# EXTRAIT
- - -

L’ombre de Ioukos sur le prix du baril

Devant le siège du groupe pétrolier russe 

		(Photo : AFP)
Devant le siège du groupe pétrolier russe
(Photo : AFP)
Les démêlés judiciaires du groupe pétrolier russe Ioukos soufflent le chaud et le froid sur le marché mondial. Le prix du baril s’est envolé dès l’annonce par Ioukos de l’arrêt de sa production et s’est replié après le démenti de la justice russe.

Le ministère russe de la justice a dû confirmer officiellement que le numéro un du pétrole russe Ioukos pouvait continuer à produire et exporter son pétrole brut. Des informations contraires, diffusées la veille par le groupe pétrolier lui-même, avaient déclenché un début de panique sur le marché mondial du brut. A New York, le baril a atteint un record à plus de 43 dollars avant de clôturer à 42,90 dollars soit un niveau supérieur à celui du 1er juin dernier qui faisait déjà figure d’envolée à 42,45 dollars. A Londres, les marchés cédaient également à la crainte de pénurie et le prix du baril parvenait à son plus haut depuis 14 ans, à 39,68 dollars.

- - -

Extraits de jeu de données sur le pointage d'objets:

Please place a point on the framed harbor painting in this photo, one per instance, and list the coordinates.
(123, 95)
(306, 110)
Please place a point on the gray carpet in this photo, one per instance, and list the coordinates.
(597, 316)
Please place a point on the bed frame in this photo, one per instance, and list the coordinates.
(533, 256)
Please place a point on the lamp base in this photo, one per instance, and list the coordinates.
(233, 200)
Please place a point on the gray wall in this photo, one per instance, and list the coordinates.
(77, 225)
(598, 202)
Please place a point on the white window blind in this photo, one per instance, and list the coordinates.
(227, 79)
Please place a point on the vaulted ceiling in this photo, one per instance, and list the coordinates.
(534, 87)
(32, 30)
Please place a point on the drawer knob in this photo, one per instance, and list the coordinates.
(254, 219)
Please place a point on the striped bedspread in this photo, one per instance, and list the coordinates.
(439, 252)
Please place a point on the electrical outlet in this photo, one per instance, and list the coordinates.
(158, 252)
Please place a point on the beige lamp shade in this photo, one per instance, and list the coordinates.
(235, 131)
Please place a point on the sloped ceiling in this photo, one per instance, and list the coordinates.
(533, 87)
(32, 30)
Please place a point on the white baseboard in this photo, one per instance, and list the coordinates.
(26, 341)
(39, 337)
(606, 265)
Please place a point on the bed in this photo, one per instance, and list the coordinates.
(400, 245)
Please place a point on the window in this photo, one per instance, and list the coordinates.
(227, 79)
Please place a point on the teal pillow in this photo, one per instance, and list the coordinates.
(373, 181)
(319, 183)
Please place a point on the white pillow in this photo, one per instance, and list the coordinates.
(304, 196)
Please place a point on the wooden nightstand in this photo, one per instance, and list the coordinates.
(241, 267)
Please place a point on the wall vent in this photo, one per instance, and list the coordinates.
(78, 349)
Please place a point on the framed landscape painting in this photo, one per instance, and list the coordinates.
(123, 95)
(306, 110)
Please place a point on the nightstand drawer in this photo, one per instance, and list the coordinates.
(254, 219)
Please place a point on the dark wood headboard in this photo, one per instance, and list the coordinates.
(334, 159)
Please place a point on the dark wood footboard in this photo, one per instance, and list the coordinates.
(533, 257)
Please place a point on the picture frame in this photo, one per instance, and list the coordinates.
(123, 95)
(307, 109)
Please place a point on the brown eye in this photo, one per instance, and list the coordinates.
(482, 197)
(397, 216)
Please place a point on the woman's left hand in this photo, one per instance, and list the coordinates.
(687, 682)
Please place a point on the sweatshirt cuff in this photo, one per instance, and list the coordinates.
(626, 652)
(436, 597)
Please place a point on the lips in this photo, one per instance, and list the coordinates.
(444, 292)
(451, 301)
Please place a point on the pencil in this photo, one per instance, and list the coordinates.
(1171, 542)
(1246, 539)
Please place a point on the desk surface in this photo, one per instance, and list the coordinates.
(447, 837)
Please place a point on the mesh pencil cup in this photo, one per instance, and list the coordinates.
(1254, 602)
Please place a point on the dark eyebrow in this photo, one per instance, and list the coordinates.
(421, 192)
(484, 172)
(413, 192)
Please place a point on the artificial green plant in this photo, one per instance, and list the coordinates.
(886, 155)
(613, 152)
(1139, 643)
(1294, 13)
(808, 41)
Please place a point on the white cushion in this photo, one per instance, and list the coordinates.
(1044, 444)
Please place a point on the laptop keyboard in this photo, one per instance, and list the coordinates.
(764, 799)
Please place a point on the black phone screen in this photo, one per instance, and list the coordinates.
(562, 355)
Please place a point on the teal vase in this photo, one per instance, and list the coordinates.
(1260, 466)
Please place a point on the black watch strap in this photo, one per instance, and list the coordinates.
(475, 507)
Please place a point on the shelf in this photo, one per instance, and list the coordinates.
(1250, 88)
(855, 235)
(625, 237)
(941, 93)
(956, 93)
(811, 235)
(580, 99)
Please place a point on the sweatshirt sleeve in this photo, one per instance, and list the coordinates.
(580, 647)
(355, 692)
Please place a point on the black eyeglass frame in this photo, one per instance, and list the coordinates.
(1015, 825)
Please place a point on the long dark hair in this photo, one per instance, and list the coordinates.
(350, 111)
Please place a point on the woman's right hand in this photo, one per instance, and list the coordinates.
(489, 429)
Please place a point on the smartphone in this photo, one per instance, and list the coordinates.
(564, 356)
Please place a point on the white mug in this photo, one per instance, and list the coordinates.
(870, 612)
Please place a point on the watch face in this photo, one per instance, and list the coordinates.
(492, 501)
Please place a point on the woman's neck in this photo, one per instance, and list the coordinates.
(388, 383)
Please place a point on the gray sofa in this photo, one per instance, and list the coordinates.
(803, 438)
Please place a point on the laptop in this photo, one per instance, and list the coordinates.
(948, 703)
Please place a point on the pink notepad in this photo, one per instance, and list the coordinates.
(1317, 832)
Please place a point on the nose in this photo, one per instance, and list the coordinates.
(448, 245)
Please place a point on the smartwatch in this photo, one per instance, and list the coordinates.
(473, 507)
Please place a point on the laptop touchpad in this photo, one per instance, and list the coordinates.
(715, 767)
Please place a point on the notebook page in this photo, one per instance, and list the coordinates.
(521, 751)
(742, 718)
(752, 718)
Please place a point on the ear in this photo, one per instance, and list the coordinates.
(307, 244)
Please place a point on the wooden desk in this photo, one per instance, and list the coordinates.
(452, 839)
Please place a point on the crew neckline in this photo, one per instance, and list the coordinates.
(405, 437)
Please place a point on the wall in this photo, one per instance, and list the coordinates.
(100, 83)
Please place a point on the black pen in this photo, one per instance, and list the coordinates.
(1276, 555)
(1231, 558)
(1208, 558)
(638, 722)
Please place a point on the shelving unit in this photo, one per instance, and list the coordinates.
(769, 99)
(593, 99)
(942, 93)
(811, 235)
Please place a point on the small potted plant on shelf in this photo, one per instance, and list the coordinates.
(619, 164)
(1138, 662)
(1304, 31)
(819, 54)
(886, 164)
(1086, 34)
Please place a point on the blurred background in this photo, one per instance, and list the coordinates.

- - -

# CONSIGNE
Dans l'extrait sur Ioukos, recopiez le passage commençant à "L’ombre de Ioukos" et finissant à "la justice russe.", en substituant "tonneau" à "baril".

# CORRIGÉ
L’ombre de Ioukos sur le prix du tonneau

Devant le siège du groupe pétrolier russe 

		(Photo : AFP)
Devant le siège du groupe pétrolier russe
(Photo : AFP)
Les démêlés judiciaires du groupe pétrolier russe Ioukos soufflent le chaud et le froid sur le marché mondial. Le prix du tonneau s’est envolé dès l’annonce par Ioukos de l’arrêt de sa production et s’est replié après le démenti de la justice russe.